_Objective_
Would you transcribe the items below line for line, starting at the very first line and continuing through the line containing "(319, 1155)", with both ends included?

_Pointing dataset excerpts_
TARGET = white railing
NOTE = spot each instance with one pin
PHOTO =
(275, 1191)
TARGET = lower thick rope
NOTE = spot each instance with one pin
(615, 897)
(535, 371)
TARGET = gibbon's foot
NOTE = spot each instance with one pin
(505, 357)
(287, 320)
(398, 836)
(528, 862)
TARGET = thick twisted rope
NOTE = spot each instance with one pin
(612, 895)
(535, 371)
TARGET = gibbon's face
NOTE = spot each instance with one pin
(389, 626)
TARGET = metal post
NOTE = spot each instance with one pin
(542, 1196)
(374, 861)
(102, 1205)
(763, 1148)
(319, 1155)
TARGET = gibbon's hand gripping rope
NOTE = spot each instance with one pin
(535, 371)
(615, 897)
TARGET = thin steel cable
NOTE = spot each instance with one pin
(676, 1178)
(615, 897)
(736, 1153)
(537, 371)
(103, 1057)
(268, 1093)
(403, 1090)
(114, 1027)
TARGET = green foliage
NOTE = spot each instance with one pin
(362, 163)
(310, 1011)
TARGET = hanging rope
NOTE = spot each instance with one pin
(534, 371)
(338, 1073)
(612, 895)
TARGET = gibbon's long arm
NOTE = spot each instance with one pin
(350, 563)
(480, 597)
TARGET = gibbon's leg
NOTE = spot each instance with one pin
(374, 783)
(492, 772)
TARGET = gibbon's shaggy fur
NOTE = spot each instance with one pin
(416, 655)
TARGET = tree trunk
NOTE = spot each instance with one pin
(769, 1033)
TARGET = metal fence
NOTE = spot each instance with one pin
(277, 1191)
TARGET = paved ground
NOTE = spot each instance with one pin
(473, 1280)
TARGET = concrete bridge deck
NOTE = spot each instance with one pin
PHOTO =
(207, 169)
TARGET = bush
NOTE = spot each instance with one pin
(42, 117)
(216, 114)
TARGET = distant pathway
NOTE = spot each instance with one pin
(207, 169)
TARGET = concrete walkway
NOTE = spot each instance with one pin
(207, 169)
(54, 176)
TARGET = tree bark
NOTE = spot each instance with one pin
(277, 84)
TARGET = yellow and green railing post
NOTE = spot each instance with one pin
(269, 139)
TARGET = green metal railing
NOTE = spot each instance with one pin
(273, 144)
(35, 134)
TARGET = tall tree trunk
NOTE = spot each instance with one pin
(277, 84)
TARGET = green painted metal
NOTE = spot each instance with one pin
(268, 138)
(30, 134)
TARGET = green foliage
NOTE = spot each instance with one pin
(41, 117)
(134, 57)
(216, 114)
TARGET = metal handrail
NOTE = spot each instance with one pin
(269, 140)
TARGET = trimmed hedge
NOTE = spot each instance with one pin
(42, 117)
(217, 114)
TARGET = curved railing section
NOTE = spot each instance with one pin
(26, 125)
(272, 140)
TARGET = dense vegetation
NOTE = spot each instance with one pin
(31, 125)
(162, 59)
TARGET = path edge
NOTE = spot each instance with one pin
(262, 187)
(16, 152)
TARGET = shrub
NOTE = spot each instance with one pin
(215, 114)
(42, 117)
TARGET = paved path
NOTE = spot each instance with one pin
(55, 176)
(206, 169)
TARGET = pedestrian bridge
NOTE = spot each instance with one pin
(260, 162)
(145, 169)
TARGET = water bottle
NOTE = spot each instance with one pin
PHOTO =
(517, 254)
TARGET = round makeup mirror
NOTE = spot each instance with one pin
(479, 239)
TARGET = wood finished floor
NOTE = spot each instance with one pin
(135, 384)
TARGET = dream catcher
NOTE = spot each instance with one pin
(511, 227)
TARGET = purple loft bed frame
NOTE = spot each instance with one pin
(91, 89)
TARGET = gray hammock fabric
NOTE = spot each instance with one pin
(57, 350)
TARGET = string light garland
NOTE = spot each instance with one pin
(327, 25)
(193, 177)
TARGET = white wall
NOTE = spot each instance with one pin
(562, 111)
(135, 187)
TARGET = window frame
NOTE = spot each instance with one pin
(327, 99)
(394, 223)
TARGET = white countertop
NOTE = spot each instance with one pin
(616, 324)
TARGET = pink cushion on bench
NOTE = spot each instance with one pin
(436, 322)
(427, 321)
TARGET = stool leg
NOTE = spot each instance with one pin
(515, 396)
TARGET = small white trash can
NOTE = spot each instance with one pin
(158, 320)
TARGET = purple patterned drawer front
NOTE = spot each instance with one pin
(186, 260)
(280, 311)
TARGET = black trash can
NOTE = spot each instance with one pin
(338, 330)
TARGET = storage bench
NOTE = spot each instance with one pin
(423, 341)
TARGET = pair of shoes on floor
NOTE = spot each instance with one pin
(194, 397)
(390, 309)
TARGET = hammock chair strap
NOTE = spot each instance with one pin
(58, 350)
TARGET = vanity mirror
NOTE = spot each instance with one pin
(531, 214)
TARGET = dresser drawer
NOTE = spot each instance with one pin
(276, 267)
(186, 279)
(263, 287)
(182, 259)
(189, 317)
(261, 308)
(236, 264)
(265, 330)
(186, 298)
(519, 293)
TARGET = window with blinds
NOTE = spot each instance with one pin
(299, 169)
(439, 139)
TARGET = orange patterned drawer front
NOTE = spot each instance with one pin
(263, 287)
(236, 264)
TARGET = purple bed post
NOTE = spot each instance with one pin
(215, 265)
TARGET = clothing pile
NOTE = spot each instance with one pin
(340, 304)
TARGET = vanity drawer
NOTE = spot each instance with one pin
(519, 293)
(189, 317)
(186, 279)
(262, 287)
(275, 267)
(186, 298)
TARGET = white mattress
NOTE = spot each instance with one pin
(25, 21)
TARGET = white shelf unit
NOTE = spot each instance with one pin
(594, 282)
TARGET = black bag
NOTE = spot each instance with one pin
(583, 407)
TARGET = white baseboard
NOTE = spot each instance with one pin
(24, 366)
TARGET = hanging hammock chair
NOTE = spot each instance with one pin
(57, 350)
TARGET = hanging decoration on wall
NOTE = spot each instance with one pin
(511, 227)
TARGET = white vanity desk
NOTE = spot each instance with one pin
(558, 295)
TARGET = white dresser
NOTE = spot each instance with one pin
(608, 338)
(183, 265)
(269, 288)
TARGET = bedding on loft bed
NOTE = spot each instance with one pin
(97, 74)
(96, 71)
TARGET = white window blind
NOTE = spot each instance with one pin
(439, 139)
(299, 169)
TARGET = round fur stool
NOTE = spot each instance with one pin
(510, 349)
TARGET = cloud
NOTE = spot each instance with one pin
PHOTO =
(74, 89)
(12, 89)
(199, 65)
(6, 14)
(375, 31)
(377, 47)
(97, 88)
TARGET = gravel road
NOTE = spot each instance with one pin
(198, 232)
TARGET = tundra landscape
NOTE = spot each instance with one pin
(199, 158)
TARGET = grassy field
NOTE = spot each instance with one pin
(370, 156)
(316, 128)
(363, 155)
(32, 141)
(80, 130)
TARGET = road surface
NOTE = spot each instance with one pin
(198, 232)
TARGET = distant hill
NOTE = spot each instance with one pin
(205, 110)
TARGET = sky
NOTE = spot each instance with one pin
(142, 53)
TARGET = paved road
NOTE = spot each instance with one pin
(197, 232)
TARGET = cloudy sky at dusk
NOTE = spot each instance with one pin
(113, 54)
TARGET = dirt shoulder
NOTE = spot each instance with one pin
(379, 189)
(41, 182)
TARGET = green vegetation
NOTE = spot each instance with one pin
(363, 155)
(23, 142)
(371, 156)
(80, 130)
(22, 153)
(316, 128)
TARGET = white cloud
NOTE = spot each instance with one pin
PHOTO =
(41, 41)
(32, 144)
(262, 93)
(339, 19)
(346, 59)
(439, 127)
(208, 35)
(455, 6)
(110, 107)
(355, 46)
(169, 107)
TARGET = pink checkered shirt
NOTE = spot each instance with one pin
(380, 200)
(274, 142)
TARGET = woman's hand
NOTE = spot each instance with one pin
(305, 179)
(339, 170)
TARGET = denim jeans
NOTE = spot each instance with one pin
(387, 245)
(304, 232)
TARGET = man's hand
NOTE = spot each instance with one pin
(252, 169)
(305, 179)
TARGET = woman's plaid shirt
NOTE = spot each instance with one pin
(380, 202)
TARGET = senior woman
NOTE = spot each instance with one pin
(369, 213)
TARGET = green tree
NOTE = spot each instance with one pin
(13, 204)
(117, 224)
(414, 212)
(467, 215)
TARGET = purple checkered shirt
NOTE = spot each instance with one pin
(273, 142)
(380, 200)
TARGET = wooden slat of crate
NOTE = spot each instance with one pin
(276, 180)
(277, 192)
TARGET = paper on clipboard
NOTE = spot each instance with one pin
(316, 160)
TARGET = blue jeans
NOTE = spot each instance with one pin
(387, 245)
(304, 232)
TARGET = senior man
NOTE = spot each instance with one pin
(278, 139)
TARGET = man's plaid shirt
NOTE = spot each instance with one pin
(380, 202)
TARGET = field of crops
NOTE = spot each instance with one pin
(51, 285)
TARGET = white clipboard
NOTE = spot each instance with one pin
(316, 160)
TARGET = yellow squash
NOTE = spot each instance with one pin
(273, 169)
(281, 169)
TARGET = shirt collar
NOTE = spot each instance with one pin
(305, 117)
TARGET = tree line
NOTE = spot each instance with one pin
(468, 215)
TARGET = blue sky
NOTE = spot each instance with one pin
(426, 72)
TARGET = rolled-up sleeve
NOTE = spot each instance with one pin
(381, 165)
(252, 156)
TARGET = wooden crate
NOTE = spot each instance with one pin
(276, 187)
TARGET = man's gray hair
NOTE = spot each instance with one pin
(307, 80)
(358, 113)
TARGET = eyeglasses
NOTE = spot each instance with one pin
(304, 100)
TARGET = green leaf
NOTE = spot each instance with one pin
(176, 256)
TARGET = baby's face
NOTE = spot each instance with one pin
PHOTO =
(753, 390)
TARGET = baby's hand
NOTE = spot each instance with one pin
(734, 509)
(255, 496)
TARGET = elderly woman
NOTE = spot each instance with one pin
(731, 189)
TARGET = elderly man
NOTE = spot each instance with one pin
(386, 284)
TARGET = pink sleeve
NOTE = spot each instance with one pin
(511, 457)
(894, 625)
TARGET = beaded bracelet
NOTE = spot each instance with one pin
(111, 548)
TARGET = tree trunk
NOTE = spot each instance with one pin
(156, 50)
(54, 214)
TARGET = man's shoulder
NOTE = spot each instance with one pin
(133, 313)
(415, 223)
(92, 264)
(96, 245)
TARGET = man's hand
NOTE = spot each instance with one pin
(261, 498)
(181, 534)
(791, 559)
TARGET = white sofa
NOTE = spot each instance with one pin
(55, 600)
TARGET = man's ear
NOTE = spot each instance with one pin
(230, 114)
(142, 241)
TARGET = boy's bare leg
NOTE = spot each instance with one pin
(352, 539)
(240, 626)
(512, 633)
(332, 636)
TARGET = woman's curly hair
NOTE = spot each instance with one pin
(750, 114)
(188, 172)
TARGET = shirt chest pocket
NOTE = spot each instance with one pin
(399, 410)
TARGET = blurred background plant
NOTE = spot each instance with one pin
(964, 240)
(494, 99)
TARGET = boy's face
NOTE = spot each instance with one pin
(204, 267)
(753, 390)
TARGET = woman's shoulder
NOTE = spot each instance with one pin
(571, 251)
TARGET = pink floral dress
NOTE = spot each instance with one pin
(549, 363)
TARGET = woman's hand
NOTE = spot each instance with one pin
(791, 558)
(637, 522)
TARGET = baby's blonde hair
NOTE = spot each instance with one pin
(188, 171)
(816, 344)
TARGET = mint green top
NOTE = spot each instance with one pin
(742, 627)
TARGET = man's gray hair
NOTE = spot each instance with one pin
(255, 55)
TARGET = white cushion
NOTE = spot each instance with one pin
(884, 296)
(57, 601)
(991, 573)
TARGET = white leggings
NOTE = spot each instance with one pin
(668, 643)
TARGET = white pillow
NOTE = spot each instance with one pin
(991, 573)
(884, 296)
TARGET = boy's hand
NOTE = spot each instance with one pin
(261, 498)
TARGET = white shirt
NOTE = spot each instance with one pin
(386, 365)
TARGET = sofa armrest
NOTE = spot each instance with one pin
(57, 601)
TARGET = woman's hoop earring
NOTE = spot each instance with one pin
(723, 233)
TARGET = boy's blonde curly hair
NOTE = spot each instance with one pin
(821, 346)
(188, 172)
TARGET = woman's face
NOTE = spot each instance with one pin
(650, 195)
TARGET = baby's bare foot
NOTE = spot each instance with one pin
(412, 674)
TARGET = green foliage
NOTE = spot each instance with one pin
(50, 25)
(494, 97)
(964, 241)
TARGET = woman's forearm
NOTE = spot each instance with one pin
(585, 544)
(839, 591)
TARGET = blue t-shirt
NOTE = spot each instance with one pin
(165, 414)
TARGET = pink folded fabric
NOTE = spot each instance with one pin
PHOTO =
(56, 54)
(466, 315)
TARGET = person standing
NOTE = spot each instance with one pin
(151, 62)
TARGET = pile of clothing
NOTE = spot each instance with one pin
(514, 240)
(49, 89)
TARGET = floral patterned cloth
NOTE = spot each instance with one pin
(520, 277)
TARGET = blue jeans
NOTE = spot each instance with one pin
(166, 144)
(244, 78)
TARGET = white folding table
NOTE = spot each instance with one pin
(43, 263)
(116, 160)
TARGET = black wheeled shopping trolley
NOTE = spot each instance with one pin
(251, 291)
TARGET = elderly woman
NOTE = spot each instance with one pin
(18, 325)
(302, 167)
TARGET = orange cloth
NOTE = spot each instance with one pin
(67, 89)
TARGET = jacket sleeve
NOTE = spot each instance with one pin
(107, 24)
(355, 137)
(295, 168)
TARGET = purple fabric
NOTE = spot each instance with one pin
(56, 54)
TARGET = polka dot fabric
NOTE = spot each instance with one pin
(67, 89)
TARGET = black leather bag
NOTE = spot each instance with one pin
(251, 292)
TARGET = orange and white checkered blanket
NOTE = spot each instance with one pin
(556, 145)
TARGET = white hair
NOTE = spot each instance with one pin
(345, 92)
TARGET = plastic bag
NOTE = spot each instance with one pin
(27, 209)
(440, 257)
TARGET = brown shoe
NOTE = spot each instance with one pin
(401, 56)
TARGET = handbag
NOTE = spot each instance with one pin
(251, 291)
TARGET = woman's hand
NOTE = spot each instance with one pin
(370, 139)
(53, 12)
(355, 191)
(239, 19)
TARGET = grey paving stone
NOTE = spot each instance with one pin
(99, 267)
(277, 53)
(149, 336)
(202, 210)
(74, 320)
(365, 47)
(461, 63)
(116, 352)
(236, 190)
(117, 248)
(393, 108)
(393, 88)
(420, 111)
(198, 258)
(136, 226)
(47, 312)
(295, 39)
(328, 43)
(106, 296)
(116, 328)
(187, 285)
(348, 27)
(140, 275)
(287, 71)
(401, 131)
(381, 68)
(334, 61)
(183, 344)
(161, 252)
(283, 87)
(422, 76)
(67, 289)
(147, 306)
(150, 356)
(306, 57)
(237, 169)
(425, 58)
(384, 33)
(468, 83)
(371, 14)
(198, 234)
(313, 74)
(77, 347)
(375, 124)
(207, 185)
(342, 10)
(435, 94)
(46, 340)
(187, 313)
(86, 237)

_Response for this exercise_
TARGET = white railing
NOTE = spot each instance with one pin
PHOTO =
(275, 1191)
TARGET = lower thick rope
NOTE = spot each instance with one pin
(615, 897)
(535, 371)
TARGET = gibbon's foot
NOTE = spot each instance with one pin
(505, 357)
(287, 320)
(398, 836)
(528, 862)
TARGET = thick twisted rope
NOTE = spot each instance with one pin
(612, 895)
(535, 371)
TARGET = gibbon's face
NOTE = spot each instance with one pin
(389, 626)
TARGET = metal post
NOTE = spot each instance with one pin
(542, 1196)
(374, 861)
(102, 1205)
(763, 1148)
(319, 1155)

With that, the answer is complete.